Provided passage:
-- Start --

[PATCH] ARM: tegra: beaver: allow SD card voltage to be changed

Adrian Hunter adrian.hunter at intel.com
Tue Jun 14 03:05:20 PDT 2016


On 14/06/16 11:23, Jon Hunter wrote:
> 
> On 14/06/16 07:20, Adrian Hunter wrote:
>> On 13/06/16 13:22, Jon Hunter wrote:
>>> Adding Adrian and Ulf ...
>>>
>>> On 19/05/16 15:29, Jon Hunter wrote:
>>>>
>>>> On 13/05/16 18:27, Thierry Reding wrote:
>>>>> * PGP Signed by an unknown key
>>>>>
>>>>> On Fri, May 13, 2016 at 09:25:31AM +0200, Lucas Stach wrote:
>>>>>> Am Montag, den 29.02.2016, 22:01 +0100 schrieb Lucas Stach:
>>>>>>> This allows to switch the card signal voltage level to 1.8V,
>>>>>>> which is needed for any ultra high speed modes to work.

-- End --

Data:
-- Start --

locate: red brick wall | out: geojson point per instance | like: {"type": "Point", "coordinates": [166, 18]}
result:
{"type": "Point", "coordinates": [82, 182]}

-- End --

Directive:
Extend the SD card voltage message past its final sentence. The lines are separate material, apart from the SD card voltage message.

Answer for this exercise:
>>>>>>>
>>>>>>> Signed-off-by: Lucas Stach <dev at lynxeye.de>
>>>>>>> ---
>>>>>>> This needs the SDMMC memcomp pad calibration patches I just
>>>>>>> sent out to be applied, otherwise the card voltage change will
>>>>>>> fail with a message in the kernel log and a fall back to
>>>>>>> high speed operation.
>>>>>>
>>>>>> The patches this one depends on have been applied for some time now.
>>>>>> Please pick up this patch.
>>>>>
>>>>> My understanding is that UHS modes currently cause problems on Beaver.
>>>>> What I don't understand about that is how it will even try those modes
>>>>> if the voltage regulator can't be set to 1.8 V? Shouldn't that actively
>>>>> prevent those modes from even being attempted?
>>>>
>>>> Looking at the sdhci code, if the regulator is missing then we still
>>>> attempt to place the controller is 1.8V mode ...
>>>>
>>>>  static int sdhci_start_signal_voltage_switch(struct mmc_host *mmc,
>>>>                                               struct mmc_ios *ios)
>>>>  {
>>>>
>>>>  ...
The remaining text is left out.